==== Passage to read ====

The next task is to prototype or develop a deep learning model itself. And in this case, we'd use transfer learning, more specifically AlexNet to classify the image into particular classes.
So let's just go ahead and define AlexNet. So one way of defining network was via importing it into Deep Network Designer. And we already have AlexNet imported. We can simply export this network to the workspace and have it exported as something called layers_1.
If I go back to the workspace, you'll see that this particular layers_1 is a 25 cross 1 neural network which is available here, OK? Now, another option to define AlexNet is simply to type in net is equal to AlexNet. This will create a series network with 25 layers, and there is a bunch of input data and output names as well.
If we just want to look at each of these layers, or say we want to look at the first layer in this, we can simply type in net.layers and look at the appropriate index. In this case, if we look at just the first layer, it's the image input layer which has an input size of 227 cross 227 cross 3.
So AlexNet takes in 3D or RGB images of size 227 cross 227. In addition to that, there are a bunch of hyperparameters which are variables there as well. So let's just go ahead and run this. And so AlexNet is set up to accept images of specific sites.

==== Material provided ====

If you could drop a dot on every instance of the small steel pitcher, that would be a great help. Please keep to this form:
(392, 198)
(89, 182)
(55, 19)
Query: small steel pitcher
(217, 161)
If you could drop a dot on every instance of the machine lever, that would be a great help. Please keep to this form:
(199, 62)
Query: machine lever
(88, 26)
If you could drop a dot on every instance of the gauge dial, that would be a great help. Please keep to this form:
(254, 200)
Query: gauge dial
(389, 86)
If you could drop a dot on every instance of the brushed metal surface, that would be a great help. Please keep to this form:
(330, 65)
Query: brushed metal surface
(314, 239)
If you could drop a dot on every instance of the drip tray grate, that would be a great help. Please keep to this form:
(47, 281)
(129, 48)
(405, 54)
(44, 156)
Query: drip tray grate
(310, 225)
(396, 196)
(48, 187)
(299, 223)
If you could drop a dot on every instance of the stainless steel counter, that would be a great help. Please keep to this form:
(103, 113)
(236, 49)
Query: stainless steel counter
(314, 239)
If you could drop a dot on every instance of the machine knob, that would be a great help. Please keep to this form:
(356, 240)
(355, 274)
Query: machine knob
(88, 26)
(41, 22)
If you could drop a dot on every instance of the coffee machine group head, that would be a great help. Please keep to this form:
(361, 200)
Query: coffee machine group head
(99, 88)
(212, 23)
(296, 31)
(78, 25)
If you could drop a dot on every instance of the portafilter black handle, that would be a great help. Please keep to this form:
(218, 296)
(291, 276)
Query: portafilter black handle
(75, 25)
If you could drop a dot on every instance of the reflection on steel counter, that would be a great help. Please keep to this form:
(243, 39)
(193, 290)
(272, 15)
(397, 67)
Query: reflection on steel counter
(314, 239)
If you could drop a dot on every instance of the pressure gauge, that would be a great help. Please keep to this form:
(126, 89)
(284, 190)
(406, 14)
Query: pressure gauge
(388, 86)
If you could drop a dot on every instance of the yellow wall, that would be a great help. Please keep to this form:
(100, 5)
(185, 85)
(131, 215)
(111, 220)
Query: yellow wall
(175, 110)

====

Required action 1: According to the AlexNet walkthrough, why does AlexNet take RGB images of 227 by 227? Answer in one to three sentences.
Required action 2:
Answer these from the AlexNet walkthrough:
(a) What name is the network given when it is exported from Deep Network Designer to the workspace?
(b) What can be typed to define AlexNet instead of exporting it?
(c) How many layers does the series network created that way have?
You can ignore the rows, since neither task draws on them.

Your solution 1: The first layer of the network is an image input layer with an input size of 227 by 227 by 3. So AlexNet accepts three-channel (RGB) images that measure 227 by 227.

Your solution 2:
(a) layers_1
(b) net is equal to AlexNet
(c) 25